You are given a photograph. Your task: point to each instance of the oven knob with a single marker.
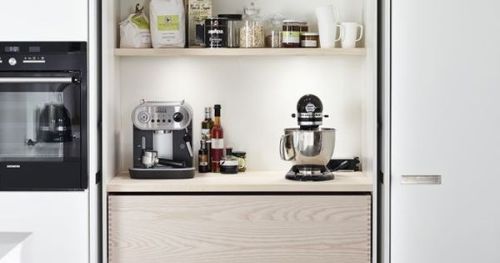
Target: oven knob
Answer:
(178, 117)
(143, 117)
(12, 61)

** Requirement **
Skipping the images, write out the whole listing exactly.

** Result of this task **
You are given a photograph. Your task: point to each instance of the oven knob with a single marker.
Target: oven knob
Answer:
(178, 117)
(143, 117)
(12, 61)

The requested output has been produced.